PASSAGE TO READ:
►

But over the years he bought some wax for the car and ended up applying thick glops f wax over his cars and taking an age to remove it after it baked in the sun 

Fast forward onto my first car a vauxhall corsa, I would just take it to the local petrol station and use the stiff brush, upgraded to an Audi A3 and purchased the sprayonshine thing. Thought it was amazing stuff.

Then found out about detailing world and fast forward 8 years and wash cycle and gear has completley changed. Storage has 2-3 boxes of car detailing items for a quick wash to a high(as much as I can afford) end car detail on my E61 family car


----------



## MadOnVaux! (Jun 2, 2008)

TBH the only difference i use since finding out about detailing is using a wash mitt instead of a sponge.


----------



## Hazza (Oct 14, 2013)

I was a chronic fair liquid user. Mind you, not as bad as my mate who tried to shift some baked on dirt with the green side of a washing up sponge! 

In my defence I think it took me a few months of driving to start detailing properly.


----------



## herbiedacious (Sep 27, 2010)

Marve said:


> Local swirl wash for me. I wonder how many £10's I spent over the years.


 As opposed to the £1000's you're now spending!


----------



## steviebabe0 (May 14, 2013)

Quicker and easier :lol:


----------



## R7KY D (Feb 16, 2010)

Fairy liquid , Sponge , bucket , chamois


----------



## Marve (Jul 5, 2013)

◄

SUPPLIED RECORDS:

►

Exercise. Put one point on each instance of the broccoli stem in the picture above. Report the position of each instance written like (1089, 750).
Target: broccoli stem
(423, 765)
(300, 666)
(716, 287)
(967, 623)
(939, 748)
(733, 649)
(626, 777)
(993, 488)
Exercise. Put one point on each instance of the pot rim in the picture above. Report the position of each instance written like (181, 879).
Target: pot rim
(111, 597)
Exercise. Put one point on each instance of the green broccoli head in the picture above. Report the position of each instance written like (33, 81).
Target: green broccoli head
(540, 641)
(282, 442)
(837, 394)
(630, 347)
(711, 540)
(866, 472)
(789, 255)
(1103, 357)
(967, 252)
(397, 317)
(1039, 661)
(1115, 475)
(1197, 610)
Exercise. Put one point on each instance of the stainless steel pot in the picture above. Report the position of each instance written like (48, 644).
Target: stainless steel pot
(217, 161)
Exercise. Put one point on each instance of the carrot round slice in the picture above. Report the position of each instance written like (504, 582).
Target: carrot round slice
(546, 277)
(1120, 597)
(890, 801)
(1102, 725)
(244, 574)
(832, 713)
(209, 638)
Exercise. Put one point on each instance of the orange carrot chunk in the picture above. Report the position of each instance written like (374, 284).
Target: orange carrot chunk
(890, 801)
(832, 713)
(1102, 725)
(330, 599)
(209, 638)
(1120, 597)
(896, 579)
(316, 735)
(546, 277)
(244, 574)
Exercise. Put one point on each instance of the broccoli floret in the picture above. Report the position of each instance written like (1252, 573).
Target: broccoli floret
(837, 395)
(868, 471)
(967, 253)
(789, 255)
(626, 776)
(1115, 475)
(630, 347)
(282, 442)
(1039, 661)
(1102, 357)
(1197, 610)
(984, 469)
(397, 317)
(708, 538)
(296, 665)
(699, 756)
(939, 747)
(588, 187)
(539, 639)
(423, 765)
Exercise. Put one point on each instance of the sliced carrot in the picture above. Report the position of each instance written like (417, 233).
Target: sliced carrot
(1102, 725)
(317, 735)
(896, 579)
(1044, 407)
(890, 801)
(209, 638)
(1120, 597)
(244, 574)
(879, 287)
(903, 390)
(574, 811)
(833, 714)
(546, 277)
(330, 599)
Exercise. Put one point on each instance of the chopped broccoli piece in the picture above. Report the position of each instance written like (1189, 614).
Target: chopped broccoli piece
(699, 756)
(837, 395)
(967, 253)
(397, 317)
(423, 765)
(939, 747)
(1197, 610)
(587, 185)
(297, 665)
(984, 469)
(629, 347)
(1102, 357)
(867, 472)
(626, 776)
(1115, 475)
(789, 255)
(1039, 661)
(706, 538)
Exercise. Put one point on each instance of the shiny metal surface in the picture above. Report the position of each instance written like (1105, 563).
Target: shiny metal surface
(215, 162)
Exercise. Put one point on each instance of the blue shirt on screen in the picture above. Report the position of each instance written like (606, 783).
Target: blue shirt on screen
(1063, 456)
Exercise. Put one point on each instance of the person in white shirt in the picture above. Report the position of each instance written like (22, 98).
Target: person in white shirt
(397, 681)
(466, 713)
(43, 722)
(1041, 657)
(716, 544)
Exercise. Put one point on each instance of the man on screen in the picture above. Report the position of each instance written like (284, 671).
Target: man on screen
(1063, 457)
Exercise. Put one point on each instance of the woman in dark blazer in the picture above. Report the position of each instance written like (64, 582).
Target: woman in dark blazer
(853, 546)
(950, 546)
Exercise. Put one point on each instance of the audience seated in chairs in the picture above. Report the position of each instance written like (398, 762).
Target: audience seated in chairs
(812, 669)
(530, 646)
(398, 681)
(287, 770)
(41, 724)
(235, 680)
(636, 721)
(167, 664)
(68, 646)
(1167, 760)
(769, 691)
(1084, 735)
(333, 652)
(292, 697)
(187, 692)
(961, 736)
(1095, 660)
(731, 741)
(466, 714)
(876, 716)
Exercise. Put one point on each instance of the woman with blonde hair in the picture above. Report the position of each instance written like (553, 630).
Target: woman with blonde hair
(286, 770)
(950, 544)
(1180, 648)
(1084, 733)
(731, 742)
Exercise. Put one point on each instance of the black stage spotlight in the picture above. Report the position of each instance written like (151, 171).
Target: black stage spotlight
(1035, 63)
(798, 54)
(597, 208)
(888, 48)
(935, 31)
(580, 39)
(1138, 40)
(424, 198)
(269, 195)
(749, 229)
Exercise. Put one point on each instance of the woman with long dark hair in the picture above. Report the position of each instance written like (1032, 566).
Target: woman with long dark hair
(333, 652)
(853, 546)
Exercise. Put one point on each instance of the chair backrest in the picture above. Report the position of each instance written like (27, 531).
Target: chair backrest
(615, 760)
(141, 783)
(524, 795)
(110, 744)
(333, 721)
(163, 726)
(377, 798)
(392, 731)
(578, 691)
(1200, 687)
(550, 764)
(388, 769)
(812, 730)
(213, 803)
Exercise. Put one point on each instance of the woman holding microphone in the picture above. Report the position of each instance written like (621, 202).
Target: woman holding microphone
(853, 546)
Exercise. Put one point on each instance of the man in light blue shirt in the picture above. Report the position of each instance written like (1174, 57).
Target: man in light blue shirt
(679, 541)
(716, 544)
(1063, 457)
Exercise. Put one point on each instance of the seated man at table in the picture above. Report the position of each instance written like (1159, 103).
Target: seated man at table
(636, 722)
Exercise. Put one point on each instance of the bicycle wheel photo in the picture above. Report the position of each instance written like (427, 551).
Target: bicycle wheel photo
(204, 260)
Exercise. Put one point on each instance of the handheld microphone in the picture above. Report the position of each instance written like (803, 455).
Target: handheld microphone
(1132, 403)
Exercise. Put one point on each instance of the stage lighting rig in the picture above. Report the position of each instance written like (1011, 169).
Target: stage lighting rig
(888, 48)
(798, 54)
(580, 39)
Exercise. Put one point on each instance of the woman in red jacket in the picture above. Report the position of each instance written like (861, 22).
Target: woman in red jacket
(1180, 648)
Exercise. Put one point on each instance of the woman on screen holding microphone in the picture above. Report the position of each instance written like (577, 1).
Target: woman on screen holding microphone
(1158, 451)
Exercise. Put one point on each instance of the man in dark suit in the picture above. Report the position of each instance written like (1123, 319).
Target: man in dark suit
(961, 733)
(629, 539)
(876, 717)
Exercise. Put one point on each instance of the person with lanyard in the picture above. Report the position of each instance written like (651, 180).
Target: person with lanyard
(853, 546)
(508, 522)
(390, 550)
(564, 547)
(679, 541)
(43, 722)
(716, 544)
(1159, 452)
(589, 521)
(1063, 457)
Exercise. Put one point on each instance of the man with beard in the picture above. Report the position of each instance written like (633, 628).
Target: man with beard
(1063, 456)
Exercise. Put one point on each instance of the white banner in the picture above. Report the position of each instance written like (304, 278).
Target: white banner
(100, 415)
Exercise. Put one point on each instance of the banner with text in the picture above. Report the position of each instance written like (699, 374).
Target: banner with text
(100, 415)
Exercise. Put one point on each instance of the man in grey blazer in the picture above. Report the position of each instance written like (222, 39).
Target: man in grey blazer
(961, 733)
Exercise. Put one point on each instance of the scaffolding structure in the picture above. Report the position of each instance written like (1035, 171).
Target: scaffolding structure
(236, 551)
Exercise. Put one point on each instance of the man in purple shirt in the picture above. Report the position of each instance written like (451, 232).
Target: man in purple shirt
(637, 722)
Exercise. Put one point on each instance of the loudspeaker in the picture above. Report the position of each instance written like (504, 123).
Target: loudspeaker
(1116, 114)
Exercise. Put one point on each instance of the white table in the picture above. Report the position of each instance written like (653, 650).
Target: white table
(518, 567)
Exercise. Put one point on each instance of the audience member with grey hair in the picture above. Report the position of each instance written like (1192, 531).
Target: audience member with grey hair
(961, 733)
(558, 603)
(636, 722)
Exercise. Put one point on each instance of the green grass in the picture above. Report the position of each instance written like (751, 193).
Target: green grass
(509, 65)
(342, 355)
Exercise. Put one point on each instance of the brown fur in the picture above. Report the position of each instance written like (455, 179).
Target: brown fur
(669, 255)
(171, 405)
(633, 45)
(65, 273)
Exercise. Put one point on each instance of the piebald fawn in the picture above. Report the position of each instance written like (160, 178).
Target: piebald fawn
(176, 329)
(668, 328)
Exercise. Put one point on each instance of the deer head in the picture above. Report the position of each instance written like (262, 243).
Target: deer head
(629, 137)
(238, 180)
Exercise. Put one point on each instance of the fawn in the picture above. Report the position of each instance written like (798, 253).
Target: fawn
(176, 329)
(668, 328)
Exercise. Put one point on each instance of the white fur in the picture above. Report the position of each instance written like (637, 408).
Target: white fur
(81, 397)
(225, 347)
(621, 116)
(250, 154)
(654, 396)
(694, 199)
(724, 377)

◄

PROBLEMS AND TASKS:
**a.** Reproduce the part of the car-washing thread between "But over the" and "(Jun 2, 2008)", inclusive.
**b.** In the car-washing thread, why did removing the wax take so long? Answer in one to three sentences.
**c.** Extend the car-washing thread from the point where it stops.

RESULTS FOR THE EXERCISE:
**a.**
But over the years he bought some wax for the car and ended up applying thick glops f wax over his cars and taking an age to remove it after it baked in the sun 

Fast forward onto my first car a vauxhall corsa, I would just take it to the local petrol station and use the stiff brush, upgraded to an Audi A3 and purchased the sprayonshine thing. Thought it was amazing stuff.

Then found out about detailing world and fast forward 8 years and wash cycle and gear has completley changed. Storage has 2-3 boxes of car detailing items for a quick wash to a high(as much as I can afford) end car detail on my E61 family car


----------



## MadOnVaux! (Jun 2, 2008)

**b.** The wax had been put on the cars in thick glops and was left to bake in the sun before it was removed.

**c.**
herbiedacious said:


> As opposed to the £1000's you're now spending!


Yeah, that did occur to me as I wrote it actually!


----------



## slineclean (Dec 23, 2011)

1 bucket , sponge , turtle wax shampoo , hose 

Not to bad , could of been worse


----------



## DebbieOCD (Jan 25, 2012)

1 Bucket, 2 sponges, one for body, one for wheels, Triplewax car shampoo or some other cheap variety, and a hose!

Then when I joined a couple car forums after getting my own car I started to really look into other products and different methods, since then stuck by the 2 bucket method with lambswool mitt, 3rd bucket with brushes and seperate mitt for wheels


----------



## PaulN (Jan 17, 2008)

I always had half decent shampoo, One bucket, sponge and a synthetic chamois, I used to give the cars a monthly polish with Turtle Wax colour Magic and was pretty chuffed with the finish results.

Ive certainly upped my game with both the wash routine and polishing lol

Ignorance is bliss......


----------



## Rowe (Jul 4, 2013)

hose, sponge, gold class, and a schaomis.............. with the occasional trip to the immigrants every now and then when i couldn't be arsed


----------



## Will_G (Jan 23, 2012)

Karcher hose brush and alloy brush, SRP by the bucketload...dust to the max.

Did a few times take it through the ARC machines, quite a few times to the jetwash and couple of times to the shopping centre ones.


----------



## m1pui (Jul 24, 2009)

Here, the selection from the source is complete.